__Records shown__:
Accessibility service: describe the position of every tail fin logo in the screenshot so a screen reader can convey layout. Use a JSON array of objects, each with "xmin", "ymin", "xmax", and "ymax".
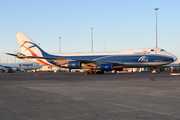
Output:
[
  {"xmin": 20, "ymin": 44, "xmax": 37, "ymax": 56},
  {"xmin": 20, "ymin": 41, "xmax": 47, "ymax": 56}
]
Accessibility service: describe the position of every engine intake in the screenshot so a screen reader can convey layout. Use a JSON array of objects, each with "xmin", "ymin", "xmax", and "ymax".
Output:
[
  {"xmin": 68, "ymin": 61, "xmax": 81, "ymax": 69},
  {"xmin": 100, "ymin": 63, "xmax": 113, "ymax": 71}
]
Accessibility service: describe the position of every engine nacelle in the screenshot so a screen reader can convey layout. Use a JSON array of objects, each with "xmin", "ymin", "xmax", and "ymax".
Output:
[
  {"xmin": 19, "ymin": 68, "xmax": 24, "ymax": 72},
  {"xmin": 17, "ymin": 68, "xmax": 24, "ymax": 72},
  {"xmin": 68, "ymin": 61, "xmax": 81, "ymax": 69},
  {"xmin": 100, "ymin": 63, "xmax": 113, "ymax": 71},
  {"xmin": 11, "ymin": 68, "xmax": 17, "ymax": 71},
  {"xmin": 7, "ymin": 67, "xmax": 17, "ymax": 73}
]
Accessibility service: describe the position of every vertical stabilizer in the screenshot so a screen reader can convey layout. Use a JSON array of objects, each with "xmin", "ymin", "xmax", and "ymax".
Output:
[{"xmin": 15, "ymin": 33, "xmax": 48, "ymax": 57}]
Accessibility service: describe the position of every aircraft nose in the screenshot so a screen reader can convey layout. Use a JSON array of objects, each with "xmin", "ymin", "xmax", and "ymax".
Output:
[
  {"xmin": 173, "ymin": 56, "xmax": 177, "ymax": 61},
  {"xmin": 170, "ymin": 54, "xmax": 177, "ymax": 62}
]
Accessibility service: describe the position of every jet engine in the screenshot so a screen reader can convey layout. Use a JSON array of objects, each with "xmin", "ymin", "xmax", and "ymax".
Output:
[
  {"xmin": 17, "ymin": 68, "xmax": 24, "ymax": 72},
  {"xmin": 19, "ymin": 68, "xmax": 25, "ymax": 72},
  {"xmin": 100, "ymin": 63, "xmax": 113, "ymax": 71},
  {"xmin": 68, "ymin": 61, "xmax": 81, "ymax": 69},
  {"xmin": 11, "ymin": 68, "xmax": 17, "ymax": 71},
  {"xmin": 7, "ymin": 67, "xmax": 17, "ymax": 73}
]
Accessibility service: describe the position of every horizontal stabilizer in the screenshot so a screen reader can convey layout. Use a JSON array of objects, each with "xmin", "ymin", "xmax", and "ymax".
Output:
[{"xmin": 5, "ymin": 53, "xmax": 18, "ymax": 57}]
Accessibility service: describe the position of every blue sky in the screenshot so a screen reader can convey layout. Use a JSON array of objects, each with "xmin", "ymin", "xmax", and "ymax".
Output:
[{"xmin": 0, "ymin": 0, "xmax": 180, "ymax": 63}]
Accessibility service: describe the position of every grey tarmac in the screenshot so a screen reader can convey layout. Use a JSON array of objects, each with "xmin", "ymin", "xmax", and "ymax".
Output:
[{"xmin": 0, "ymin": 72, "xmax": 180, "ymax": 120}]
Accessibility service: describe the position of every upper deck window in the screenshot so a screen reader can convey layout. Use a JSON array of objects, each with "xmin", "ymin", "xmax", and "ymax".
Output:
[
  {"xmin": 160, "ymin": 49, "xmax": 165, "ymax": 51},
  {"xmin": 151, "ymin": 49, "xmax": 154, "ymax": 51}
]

__Task instructions__: A word-for-word copy of the lines from the one with "Accessibility service: describe the position of every upper" through the end of the listing is what should be returned.

__Completed task__:
Accessibility service: describe the position of every upper deck window in the screenshot so a screen reader can convey layout. Use a JSON array of objects, each with "xmin", "ymin", "xmax", and "ymax".
Output:
[
  {"xmin": 160, "ymin": 49, "xmax": 165, "ymax": 51},
  {"xmin": 151, "ymin": 49, "xmax": 154, "ymax": 51}
]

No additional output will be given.